(Photo labels with bounding boxes)
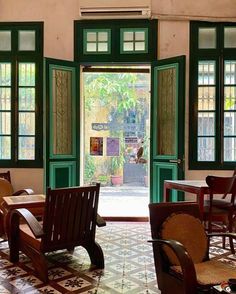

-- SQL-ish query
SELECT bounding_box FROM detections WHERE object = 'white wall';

[0,0,236,193]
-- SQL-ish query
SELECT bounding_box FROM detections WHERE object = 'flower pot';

[111,175,123,186]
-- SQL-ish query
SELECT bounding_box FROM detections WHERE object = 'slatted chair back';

[41,184,100,252]
[0,170,11,183]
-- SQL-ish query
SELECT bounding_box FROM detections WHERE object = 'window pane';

[87,32,97,42]
[19,112,35,135]
[224,138,236,161]
[224,112,236,136]
[0,112,11,135]
[198,112,215,136]
[98,32,108,42]
[224,27,236,48]
[224,60,236,85]
[224,87,236,110]
[0,88,11,110]
[18,137,35,160]
[135,32,145,41]
[135,42,145,51]
[19,63,35,86]
[198,28,216,49]
[87,43,97,52]
[198,138,215,161]
[123,32,134,41]
[0,62,11,86]
[0,31,11,51]
[198,87,215,110]
[18,31,35,51]
[98,43,108,52]
[198,61,215,85]
[123,42,134,51]
[0,136,11,159]
[19,88,35,110]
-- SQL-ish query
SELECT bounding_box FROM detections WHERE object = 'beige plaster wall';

[0,0,236,193]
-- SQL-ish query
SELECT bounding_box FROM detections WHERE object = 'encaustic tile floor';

[0,222,236,294]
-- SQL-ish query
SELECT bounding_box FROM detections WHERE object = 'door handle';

[169,159,182,164]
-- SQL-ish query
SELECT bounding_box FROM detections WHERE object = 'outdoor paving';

[98,185,149,217]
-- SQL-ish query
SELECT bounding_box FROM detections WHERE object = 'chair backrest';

[0,171,11,183]
[41,184,100,252]
[0,178,13,202]
[206,175,236,198]
[149,202,201,239]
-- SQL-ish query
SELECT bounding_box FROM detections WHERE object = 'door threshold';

[102,216,149,222]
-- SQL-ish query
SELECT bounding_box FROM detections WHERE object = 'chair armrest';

[148,239,197,293]
[10,208,44,239]
[96,214,106,227]
[12,189,35,196]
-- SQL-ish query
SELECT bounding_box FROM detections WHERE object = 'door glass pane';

[19,62,35,87]
[198,87,215,110]
[224,60,236,85]
[198,137,215,161]
[0,136,11,159]
[198,61,215,85]
[224,87,236,110]
[224,112,236,136]
[156,68,177,155]
[51,69,73,155]
[0,87,11,110]
[19,88,35,110]
[18,137,35,160]
[198,112,215,136]
[224,138,236,161]
[0,31,11,51]
[19,112,35,135]
[19,31,35,51]
[0,112,11,135]
[198,28,216,49]
[0,62,11,86]
[224,27,236,48]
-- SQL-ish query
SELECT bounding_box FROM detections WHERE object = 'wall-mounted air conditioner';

[80,6,151,19]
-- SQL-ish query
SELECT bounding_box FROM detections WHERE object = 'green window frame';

[189,22,236,169]
[0,22,43,167]
[83,29,111,54]
[120,28,148,54]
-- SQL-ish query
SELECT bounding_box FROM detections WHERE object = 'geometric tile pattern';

[0,222,236,294]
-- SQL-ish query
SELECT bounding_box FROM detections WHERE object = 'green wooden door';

[44,58,79,188]
[150,56,185,202]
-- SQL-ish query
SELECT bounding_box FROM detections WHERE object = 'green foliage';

[84,154,96,183]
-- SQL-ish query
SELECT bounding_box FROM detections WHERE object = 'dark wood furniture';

[204,176,236,253]
[9,184,104,282]
[149,202,236,294]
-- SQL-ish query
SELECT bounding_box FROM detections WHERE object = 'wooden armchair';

[9,184,104,282]
[149,202,236,294]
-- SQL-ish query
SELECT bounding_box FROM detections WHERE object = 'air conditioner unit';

[80,6,151,19]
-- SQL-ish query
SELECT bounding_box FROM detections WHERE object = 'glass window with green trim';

[0,23,43,167]
[189,22,236,169]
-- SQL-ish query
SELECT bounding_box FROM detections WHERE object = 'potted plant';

[111,155,125,186]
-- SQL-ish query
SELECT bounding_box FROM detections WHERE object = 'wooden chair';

[204,176,236,253]
[149,202,236,294]
[0,177,34,241]
[9,184,104,282]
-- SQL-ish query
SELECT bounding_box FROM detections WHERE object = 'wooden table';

[2,194,45,238]
[164,180,209,214]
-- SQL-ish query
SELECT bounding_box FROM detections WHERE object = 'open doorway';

[81,66,150,217]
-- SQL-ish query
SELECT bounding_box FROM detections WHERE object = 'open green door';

[150,56,185,202]
[44,58,79,188]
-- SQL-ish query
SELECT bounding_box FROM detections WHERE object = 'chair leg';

[21,244,48,283]
[83,241,104,269]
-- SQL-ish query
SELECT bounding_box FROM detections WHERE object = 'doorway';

[80,66,150,217]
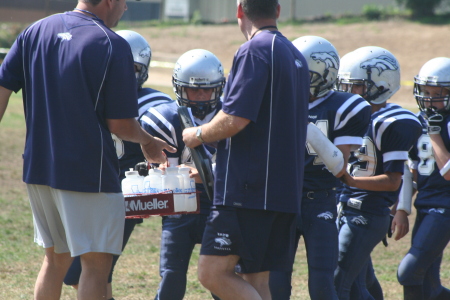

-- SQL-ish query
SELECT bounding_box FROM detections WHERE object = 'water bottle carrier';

[124,190,200,219]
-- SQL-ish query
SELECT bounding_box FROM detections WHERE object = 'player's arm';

[183,110,250,148]
[106,118,176,163]
[0,86,12,121]
[430,134,450,180]
[339,172,402,192]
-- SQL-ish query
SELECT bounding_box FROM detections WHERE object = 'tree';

[397,0,442,18]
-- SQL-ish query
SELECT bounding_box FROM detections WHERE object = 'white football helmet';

[172,49,225,120]
[414,57,450,115]
[116,30,152,88]
[292,36,339,97]
[337,46,400,104]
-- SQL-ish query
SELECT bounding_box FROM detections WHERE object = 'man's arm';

[106,118,176,163]
[183,110,250,148]
[0,86,12,121]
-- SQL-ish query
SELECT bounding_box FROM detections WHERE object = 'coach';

[183,0,309,300]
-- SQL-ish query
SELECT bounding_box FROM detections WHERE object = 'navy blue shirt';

[113,88,173,180]
[214,31,309,213]
[0,12,138,193]
[410,114,450,208]
[303,91,372,191]
[340,103,422,215]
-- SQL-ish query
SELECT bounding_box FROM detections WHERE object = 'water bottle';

[178,167,197,211]
[122,168,144,196]
[162,167,186,212]
[144,169,163,194]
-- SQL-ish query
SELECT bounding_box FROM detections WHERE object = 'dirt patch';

[137,21,450,108]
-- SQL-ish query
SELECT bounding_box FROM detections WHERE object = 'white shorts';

[27,184,125,256]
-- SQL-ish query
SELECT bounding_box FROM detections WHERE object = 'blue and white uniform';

[269,91,371,300]
[335,103,422,299]
[140,101,222,300]
[0,12,137,193]
[398,114,450,299]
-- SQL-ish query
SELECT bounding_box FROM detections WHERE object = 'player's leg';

[335,208,389,300]
[397,209,450,300]
[362,258,384,300]
[301,190,338,300]
[155,215,198,300]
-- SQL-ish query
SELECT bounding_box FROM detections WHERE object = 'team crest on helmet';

[360,55,398,76]
[139,47,151,58]
[317,211,333,220]
[311,51,339,70]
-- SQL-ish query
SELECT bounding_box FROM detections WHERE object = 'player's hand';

[180,164,203,183]
[141,137,177,164]
[183,127,202,148]
[390,210,409,241]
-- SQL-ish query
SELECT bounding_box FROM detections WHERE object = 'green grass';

[0,87,450,300]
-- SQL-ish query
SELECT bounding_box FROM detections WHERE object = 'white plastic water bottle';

[178,167,197,211]
[144,169,163,194]
[122,168,144,195]
[162,167,186,212]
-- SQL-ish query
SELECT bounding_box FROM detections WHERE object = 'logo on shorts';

[57,32,72,41]
[317,211,333,220]
[352,216,367,225]
[214,232,232,251]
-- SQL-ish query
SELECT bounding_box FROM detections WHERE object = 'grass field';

[0,61,450,300]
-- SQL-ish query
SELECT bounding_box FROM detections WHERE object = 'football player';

[398,57,450,300]
[141,49,225,300]
[64,30,173,299]
[335,46,421,300]
[269,36,370,300]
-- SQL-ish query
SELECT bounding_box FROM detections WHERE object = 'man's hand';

[390,210,409,241]
[183,127,202,148]
[336,170,355,187]
[141,137,176,164]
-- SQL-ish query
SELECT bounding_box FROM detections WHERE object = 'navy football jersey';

[340,103,422,214]
[113,88,173,180]
[141,101,222,214]
[410,114,450,208]
[303,91,371,191]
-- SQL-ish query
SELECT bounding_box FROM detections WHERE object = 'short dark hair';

[240,0,278,21]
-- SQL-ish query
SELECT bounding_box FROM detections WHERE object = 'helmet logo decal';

[311,51,339,70]
[139,47,151,58]
[360,55,398,76]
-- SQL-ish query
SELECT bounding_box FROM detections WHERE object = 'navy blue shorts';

[200,206,296,273]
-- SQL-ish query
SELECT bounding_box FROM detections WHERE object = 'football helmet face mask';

[292,36,340,97]
[336,46,400,104]
[414,57,450,116]
[116,30,152,88]
[172,49,225,120]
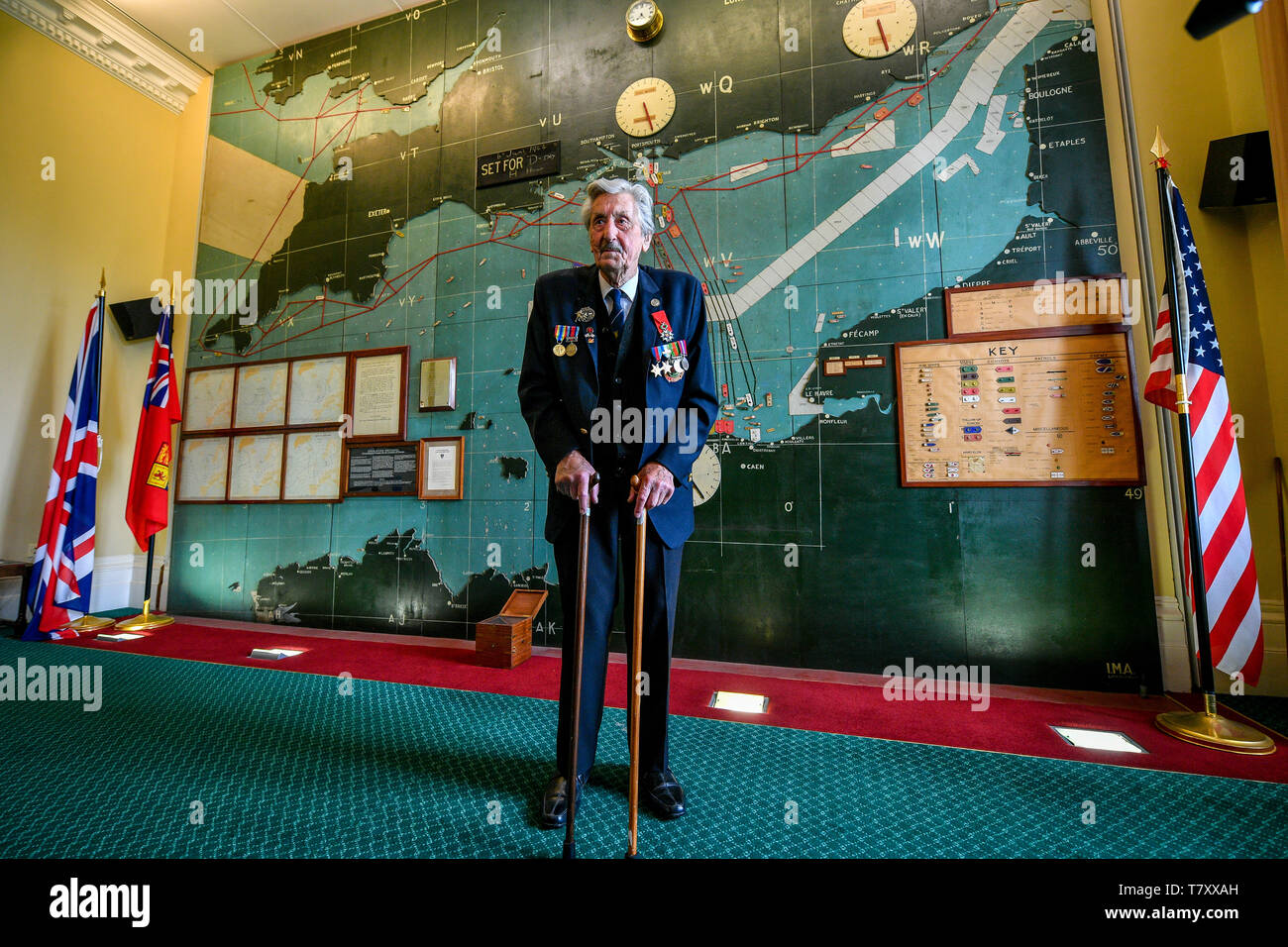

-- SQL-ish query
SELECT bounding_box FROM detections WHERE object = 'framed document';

[416,437,465,500]
[944,273,1138,339]
[420,356,456,411]
[342,441,420,496]
[233,362,288,428]
[228,434,285,502]
[174,437,228,502]
[183,366,237,430]
[286,356,349,427]
[282,430,344,502]
[348,346,407,441]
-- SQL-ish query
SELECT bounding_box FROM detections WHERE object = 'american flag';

[22,296,103,642]
[1145,170,1262,684]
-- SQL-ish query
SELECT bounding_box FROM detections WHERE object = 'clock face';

[690,445,720,506]
[841,0,917,59]
[617,76,675,138]
[626,0,657,29]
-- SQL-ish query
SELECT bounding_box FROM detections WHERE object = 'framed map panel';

[228,434,283,502]
[282,430,344,502]
[286,356,349,427]
[183,366,236,430]
[233,362,287,428]
[174,437,228,502]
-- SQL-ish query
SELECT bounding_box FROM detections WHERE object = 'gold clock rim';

[841,0,921,59]
[613,76,677,138]
[626,3,662,43]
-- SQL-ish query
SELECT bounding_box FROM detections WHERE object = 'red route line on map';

[201,7,1001,357]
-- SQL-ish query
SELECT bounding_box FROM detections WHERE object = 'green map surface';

[170,0,1159,689]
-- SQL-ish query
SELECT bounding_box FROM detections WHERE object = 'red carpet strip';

[59,620,1288,784]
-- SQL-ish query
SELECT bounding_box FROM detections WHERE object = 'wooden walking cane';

[626,476,648,858]
[564,476,599,858]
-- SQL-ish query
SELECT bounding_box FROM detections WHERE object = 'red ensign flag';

[125,309,181,549]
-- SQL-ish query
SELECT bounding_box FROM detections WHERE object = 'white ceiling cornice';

[0,0,207,112]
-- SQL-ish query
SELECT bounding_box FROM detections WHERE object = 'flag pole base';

[1154,693,1275,756]
[67,614,116,631]
[116,613,174,631]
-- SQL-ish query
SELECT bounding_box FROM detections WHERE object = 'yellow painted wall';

[0,14,211,577]
[1098,0,1288,693]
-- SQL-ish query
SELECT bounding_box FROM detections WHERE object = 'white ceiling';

[103,0,425,72]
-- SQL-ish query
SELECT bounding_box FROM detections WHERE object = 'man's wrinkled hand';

[626,463,675,519]
[555,451,599,513]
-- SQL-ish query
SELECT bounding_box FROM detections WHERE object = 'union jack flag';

[1145,170,1263,684]
[22,296,103,642]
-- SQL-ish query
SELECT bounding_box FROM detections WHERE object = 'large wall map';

[171,0,1159,689]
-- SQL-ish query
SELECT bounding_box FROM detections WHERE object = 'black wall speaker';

[108,296,161,342]
[1199,132,1275,207]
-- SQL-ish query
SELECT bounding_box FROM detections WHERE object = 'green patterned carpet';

[0,640,1288,858]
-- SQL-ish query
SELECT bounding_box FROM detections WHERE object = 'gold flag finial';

[1149,125,1169,158]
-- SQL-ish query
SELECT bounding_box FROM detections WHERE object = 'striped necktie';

[608,286,626,336]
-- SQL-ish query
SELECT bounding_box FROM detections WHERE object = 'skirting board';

[0,553,170,620]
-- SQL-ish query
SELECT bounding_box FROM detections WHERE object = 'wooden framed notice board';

[896,326,1145,487]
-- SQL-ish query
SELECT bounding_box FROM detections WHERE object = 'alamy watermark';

[1033,269,1143,326]
[881,657,991,710]
[0,657,103,712]
[150,270,259,326]
[590,401,703,454]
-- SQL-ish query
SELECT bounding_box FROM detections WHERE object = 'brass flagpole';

[65,266,113,634]
[1150,133,1275,754]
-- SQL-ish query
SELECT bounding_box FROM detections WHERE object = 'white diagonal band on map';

[975,95,1006,154]
[935,155,979,180]
[708,0,1069,326]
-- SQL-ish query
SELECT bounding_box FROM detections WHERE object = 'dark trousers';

[554,483,688,776]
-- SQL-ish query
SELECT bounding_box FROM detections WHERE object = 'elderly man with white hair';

[519,177,716,828]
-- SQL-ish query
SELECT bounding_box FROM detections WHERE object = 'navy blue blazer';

[519,265,717,549]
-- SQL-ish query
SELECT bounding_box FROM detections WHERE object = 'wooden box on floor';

[474,588,546,668]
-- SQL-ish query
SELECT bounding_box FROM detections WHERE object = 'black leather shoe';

[541,773,587,828]
[640,770,686,818]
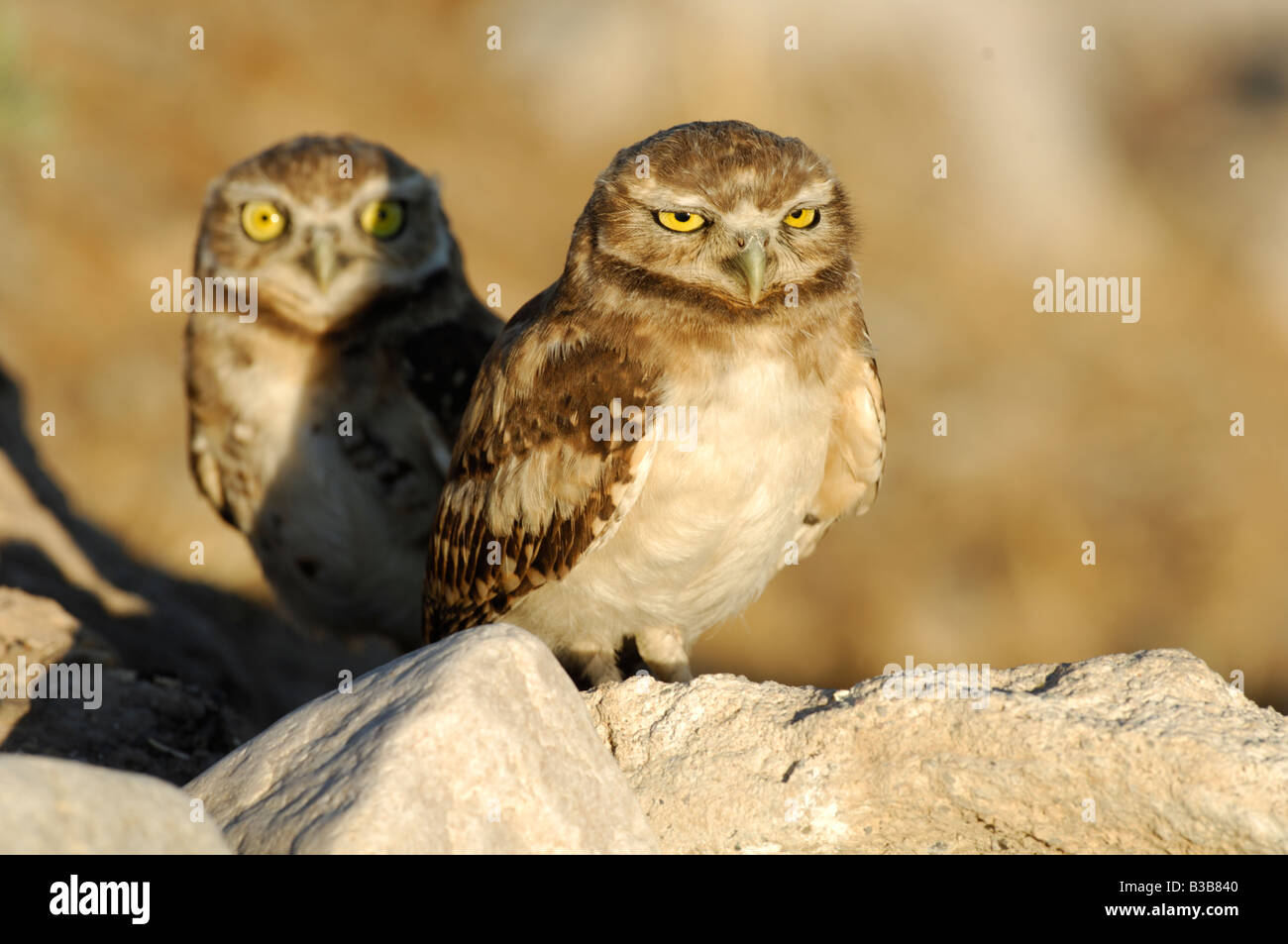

### Given exercise
From the entries above, pull out every line containing the string "tile", matching case exactly.

### Exercise output
SELECT bounding_box FROM detections WHERE object = 'encaustic tile floor';
SELECT bounding_box FROM detections WHERE object = 'geometric tile pattern';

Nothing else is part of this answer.